§ What you have to do: Rescale the listing, starting with the line that contains "query: Where is the sliding barn door?" and going on through the end of the listing: write out every line of that stretch, keeping the lines without coordinates unchanged and multiplying each bounding-box coordinate by 1.85, rounded to a whole number with halves rounded up. Leave the pictures out of your answer.

── Given records ──

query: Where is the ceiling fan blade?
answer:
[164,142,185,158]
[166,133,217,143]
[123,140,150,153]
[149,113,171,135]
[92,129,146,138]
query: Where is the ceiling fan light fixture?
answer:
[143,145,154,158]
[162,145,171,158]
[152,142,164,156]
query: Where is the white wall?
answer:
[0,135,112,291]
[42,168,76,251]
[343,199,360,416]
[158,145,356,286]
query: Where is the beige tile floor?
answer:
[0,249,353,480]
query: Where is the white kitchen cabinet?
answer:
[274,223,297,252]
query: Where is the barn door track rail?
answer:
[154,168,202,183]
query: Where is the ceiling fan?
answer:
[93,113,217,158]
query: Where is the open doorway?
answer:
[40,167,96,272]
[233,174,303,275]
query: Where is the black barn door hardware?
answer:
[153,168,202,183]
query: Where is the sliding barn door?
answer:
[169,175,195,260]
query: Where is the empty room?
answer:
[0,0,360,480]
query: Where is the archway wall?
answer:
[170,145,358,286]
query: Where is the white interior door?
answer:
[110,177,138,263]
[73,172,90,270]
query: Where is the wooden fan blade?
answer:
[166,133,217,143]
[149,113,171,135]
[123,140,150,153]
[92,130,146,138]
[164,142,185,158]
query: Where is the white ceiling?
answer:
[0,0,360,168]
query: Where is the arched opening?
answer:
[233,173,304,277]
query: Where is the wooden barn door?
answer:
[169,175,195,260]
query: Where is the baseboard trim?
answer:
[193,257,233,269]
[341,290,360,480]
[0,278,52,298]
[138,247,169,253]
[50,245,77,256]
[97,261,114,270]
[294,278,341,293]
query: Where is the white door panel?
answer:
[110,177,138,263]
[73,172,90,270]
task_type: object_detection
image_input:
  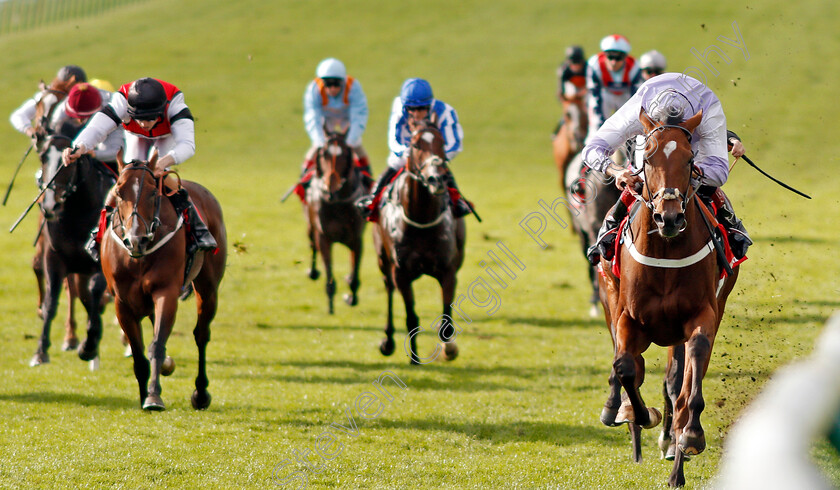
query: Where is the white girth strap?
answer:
[622,226,715,269]
[108,216,184,258]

───

§ Answer to the exercise:
query: Where is the sliding barn door?
answer:
[313,324,361,481]
query: Where is the empty room?
answer:
[0,0,666,888]
query: Where is the archway wall?
answer:
[315,268,662,529]
query: Where is the white interior door?
answer:
[204,327,255,487]
[135,318,167,500]
query: Where is the wooden fan blade?
answer:
[307,246,401,265]
[276,209,316,250]
[228,259,278,283]
[170,241,270,255]
[303,263,342,292]
query: Where is the white ceiling?
answer:
[0,0,666,311]
query: Where is the arched opening?
answer:
[431,320,562,512]
query: Where is the wooden barn door?
answer:
[313,324,361,481]
query: Where is the baseboard trim?
answer:
[357,475,431,498]
[631,537,666,888]
[0,514,96,551]
[255,457,313,468]
[93,453,142,474]
[179,483,211,500]
[544,514,631,542]
query: Where is the white door panel?
answer:
[204,327,255,487]
[135,318,167,500]
task_type: object_detection
image_input:
query: Where is the white girth strap?
answer:
[1151,418,1323,498]
[200,400,340,477]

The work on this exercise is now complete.